▶ Source document
SPI for the 1000th time... :-(

Started by "d.holzwarth" October 24, 2007
hello everyone

I was reading through most of the SPI related topics but its still
very confusing to me... :-/

I have two LPC2368/78 with one being the SPI master and one being the
SPI slave.

the SPI slave LPC always gets a "slave abort" AND a "read overrun". I
guess its related to the SSEL discussion and I really don't know what
to do with that pin...

if I select the SSEL function in the PINSEL0 then the SSEL pin is
always "1" (= which is inactive for my settings: CPHA = 0, CPOL = 1).
I also tried to set SSEL as GPIO output and toggle it manually: set
it to low (tive) when the master starts writing and set it back to
high (=inactive) when the master stops writing.

as I said I dont have a bus system, only 1 master and 1 slave so I
dont need any chip selects or so (at least not the way they are
intended). but as I said I dunno what to do with SSEL signal to make
a simple master <--> slave transmission work...

I would be very pleased if someone could help me!

thx D. Holzwarth

An Engineer's Guide to the LPC2100 Series

--- In l..., "Michael Anton" wrote:
>
> > -----Original Message-----
> > From: l...
> > [mailto:l...]On Behalf
> > Of d.holzwarth
> > Sent: Wednesday, October 24, 2007 12:02 AM
> > To: l...
> > Subject: [lpc2000] Re: SPI for the 1000th time... :-(
> >
> >
> > well, what's confusing me is the statement on page 373 of the
> > usermanual:
> >
> > "If the Px.y/SSEL/... pin is assigned the SSEL function in
> > Pin Function
> > Select Register 0, the SSEL signal must always be inactive
> > when the SPI
> > controller is a master."

▶ Supplied material
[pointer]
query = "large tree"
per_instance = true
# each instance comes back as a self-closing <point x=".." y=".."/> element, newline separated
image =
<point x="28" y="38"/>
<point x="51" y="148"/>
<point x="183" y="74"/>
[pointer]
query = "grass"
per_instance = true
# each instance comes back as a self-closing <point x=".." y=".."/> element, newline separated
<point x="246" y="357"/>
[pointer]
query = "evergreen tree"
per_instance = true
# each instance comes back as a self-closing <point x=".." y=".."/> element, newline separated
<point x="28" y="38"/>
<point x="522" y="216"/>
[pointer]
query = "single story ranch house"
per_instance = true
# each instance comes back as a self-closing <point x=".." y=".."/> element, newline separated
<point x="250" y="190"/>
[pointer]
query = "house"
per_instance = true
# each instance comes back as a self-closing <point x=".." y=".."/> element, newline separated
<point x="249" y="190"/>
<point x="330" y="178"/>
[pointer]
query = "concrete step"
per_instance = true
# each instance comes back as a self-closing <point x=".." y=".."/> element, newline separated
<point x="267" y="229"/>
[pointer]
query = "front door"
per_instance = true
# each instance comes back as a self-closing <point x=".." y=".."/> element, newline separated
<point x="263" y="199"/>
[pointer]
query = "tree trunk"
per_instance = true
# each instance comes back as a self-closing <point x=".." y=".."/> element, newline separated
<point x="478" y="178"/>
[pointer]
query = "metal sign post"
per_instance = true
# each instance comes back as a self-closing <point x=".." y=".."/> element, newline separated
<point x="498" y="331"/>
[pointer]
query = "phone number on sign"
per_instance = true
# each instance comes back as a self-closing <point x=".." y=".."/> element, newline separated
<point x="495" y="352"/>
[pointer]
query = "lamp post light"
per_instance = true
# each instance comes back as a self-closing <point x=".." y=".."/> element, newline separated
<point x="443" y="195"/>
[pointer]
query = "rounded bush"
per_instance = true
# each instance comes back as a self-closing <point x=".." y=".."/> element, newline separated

▶ To-do list
1: Give every field name in the header of the quoted original message in the SPI forum thread.
2: According to the SPI forum thread, which two errors does the SPI slave LPC always get?
3: Condense the paragraph of the SPI forum thread that begins "if I select the SSEL function" into a short list.
The items are separate material and have no connection to the SPI forum thread.

▶ Solved tasks
1: From, Sent, To, Subject

2: A "slave abort" and a "read overrun."

3:
- With the SSEL function selected in PINSEL0, the SSEL pin is always "1," which is inactive for the settings CPHA = 0, CPOL = 1.
- As an alternative, SSEL was set as a GPIO output and toggled by hand: low when the master starts writing, back to high (inactive) when it stops.